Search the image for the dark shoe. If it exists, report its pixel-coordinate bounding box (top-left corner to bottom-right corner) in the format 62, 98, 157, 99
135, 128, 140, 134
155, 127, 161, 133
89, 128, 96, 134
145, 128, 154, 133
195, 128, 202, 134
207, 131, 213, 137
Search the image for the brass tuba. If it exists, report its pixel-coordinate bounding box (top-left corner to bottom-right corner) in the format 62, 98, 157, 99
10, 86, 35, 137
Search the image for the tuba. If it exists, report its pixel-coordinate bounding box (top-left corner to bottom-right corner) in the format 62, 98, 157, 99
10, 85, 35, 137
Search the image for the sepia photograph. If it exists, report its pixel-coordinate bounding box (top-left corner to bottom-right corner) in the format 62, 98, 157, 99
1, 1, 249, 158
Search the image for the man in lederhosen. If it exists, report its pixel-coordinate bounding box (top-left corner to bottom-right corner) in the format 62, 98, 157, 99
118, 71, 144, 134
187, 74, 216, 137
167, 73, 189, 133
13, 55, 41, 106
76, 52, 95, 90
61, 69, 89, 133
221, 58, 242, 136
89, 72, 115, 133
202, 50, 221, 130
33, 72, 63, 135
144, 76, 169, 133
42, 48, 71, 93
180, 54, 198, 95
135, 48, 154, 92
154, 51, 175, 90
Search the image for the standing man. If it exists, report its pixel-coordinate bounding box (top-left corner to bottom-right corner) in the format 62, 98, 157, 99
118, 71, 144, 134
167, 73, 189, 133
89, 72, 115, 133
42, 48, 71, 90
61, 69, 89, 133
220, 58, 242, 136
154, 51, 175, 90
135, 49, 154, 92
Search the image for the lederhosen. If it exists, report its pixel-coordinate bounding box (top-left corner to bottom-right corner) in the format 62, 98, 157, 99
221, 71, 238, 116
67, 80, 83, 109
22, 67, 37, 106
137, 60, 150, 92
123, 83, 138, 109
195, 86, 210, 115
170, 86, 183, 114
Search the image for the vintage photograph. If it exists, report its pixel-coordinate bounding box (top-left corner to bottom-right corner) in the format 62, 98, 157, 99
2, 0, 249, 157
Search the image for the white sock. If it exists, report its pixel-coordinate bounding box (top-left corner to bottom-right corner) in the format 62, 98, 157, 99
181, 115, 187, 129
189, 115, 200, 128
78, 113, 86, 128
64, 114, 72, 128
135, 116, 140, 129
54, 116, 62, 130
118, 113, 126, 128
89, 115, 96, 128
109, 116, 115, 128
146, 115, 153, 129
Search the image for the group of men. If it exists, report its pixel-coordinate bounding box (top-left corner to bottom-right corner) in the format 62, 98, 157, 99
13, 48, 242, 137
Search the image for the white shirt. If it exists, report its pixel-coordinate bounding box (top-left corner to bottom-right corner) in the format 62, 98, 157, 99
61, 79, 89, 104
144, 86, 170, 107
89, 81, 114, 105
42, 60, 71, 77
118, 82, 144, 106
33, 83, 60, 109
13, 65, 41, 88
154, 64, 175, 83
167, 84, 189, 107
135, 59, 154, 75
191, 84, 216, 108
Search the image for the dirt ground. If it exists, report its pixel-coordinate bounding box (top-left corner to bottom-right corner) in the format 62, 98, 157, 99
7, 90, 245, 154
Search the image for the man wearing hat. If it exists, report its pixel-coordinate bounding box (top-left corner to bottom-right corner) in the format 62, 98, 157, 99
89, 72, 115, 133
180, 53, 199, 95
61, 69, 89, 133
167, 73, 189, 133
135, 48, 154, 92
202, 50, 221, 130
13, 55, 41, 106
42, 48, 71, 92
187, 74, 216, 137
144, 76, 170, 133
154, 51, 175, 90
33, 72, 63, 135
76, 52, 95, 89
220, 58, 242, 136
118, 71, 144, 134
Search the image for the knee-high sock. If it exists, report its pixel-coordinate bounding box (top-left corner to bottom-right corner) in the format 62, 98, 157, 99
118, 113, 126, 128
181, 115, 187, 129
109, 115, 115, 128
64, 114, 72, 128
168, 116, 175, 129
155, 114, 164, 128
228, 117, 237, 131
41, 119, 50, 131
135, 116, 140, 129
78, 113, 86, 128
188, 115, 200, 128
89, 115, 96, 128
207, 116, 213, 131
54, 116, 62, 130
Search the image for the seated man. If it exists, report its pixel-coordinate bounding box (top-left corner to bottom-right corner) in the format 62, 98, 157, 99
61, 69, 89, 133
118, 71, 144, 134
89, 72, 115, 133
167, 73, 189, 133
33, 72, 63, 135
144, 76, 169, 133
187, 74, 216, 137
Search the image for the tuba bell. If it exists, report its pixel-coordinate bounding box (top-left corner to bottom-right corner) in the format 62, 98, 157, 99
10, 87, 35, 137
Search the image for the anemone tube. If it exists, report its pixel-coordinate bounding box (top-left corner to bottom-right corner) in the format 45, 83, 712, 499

(EXERCISE PROMPT)
Render all of the records above as a numbered list, leaving out any blank lines.

(FINAL RESULT)
1. Search the image for the dark shoe. If it exists, report its pixel-coordinate bounding box (top-left corner to bottom-right corner) in the format 62, 98, 157, 99
2. 135, 128, 140, 134
3. 155, 127, 161, 133
4. 89, 128, 96, 134
5. 145, 128, 154, 133
6. 195, 128, 202, 134
7. 207, 131, 213, 137
8. Search the image for the brass tuba. If it exists, report its pixel-coordinate bounding box (top-left corner to bottom-right corner) in the format 62, 98, 157, 99
9. 10, 86, 35, 137
10. Search the image for the tuba. If it exists, report its pixel-coordinate bounding box (top-left corner to bottom-right corner) in the format 62, 98, 157, 99
11. 10, 85, 35, 137
12. Search the image for the sepia photograph. If it exists, report its pixel-coordinate bounding box (top-left corner to bottom-right corner) in the format 62, 98, 157, 99
13. 1, 1, 249, 158
14. Search the image for the man in lederhosen. If it exists, report its pixel-coordinate bounding box (top-left corner to bottom-right corner) in the format 62, 98, 157, 99
15. 118, 71, 144, 134
16. 187, 74, 216, 137
17. 167, 73, 189, 133
18. 13, 55, 41, 106
19. 76, 52, 95, 90
20. 61, 69, 89, 133
21. 221, 58, 242, 136
22. 89, 72, 115, 133
23. 202, 50, 221, 130
24. 33, 72, 63, 135
25. 144, 76, 169, 133
26. 42, 48, 71, 93
27. 180, 54, 198, 95
28. 135, 48, 154, 92
29. 154, 51, 175, 90
30. Search the image for the standing man. If it exists, report its pixel-coordinate bounding box (top-left corner to bottom-right corner) in the format 62, 98, 157, 99
31. 118, 71, 144, 134
32. 167, 73, 189, 133
33. 89, 72, 115, 133
34. 42, 48, 71, 90
35. 61, 69, 89, 133
36. 220, 58, 242, 136
37. 154, 51, 175, 90
38. 135, 49, 154, 92
39. Search the image for the lederhosen. If it exists, report its pixel-coordinate bounding box (top-left corner to bottom-right corner) in the format 62, 98, 157, 99
40. 221, 71, 238, 116
41. 67, 80, 83, 109
42. 22, 67, 37, 106
43. 137, 60, 150, 92
44. 123, 83, 138, 109
45. 195, 86, 210, 115
46. 170, 86, 183, 114
47. Search the image for the vintage photograph. If it exists, report its pixel-coordinate bounding box (top-left corner to bottom-right corner) in the format 62, 98, 157, 99
48. 2, 0, 249, 157
49. Search the image for the white sock. If it exists, report its pixel-coordinate bounding box (top-left corner to bottom-right corner) in the format 62, 98, 157, 99
50. 181, 115, 187, 129
51. 189, 115, 200, 128
52. 78, 113, 86, 128
53. 64, 114, 72, 128
54. 135, 116, 140, 129
55. 54, 116, 62, 130
56. 118, 113, 126, 128
57. 89, 115, 96, 128
58. 109, 116, 115, 128
59. 146, 115, 153, 129
60. Search the image for the group of men. If it exists, report its pixel-coordinate bounding box (top-left corner to bottom-right corner) in the format 62, 98, 157, 99
61. 13, 48, 242, 137
62. Search the image for the white shirt. If it exists, report its pixel-coordinate bounding box (top-left corner to bottom-right corner) in the format 62, 98, 157, 99
63. 61, 79, 89, 104
64. 144, 86, 170, 107
65. 89, 81, 114, 105
66. 42, 60, 71, 77
67. 118, 82, 144, 106
68. 33, 83, 60, 109
69. 13, 65, 41, 88
70. 154, 64, 175, 83
71. 167, 84, 189, 107
72. 135, 59, 154, 75
73. 191, 84, 216, 108
74. Search the image for the dirt ground. If it exists, report its pixel-coordinate bounding box (top-left corner to bottom-right corner) in the format 62, 98, 157, 99
75. 7, 90, 245, 154
76. Search the image for the man wearing hat. If it exists, report its pixel-coordinate bounding box (top-left corner to bottom-right corner) in the format 62, 98, 157, 99
77. 89, 72, 115, 133
78. 180, 53, 199, 95
79. 61, 69, 89, 133
80. 167, 73, 189, 133
81. 135, 48, 154, 92
82. 202, 50, 221, 130
83. 13, 55, 41, 106
84. 42, 48, 71, 92
85. 187, 74, 216, 137
86. 144, 76, 170, 133
87. 154, 51, 175, 90
88. 33, 72, 63, 135
89. 76, 52, 95, 89
90. 220, 58, 242, 136
91. 118, 71, 144, 134
92. Search the image for the knee-high sock. If it exists, report its pixel-coordinate bounding box (top-left corner to bottom-right corner) in the format 62, 98, 157, 99
93. 118, 113, 126, 128
94. 181, 115, 187, 129
95. 109, 115, 115, 128
96. 64, 114, 72, 128
97. 168, 116, 175, 129
98. 155, 114, 164, 128
99. 228, 117, 237, 131
100. 41, 119, 50, 131
101. 135, 116, 140, 129
102. 78, 113, 86, 128
103. 188, 115, 200, 128
104. 89, 115, 96, 128
105. 207, 116, 213, 131
106. 54, 116, 62, 130
107. Search the image for the seated man. If it exists, report its pixel-coordinate bounding box (top-left corner to bottom-right corner) in the format 62, 98, 157, 99
108. 61, 69, 89, 133
109. 118, 71, 144, 134
110. 89, 72, 115, 133
111. 167, 73, 189, 133
112. 33, 72, 63, 135
113. 144, 76, 169, 133
114. 187, 74, 216, 137
115. Search the image for the tuba bell. If it exists, report its pixel-coordinate bounding box (top-left corner to bottom-right corner) in the format 62, 98, 157, 99
116. 10, 87, 35, 137
117. Search the image for the anemone tube. If it exists, report its pixel-coordinate bounding box (top-left corner to bottom-right corner) in the format 45, 83, 712, 499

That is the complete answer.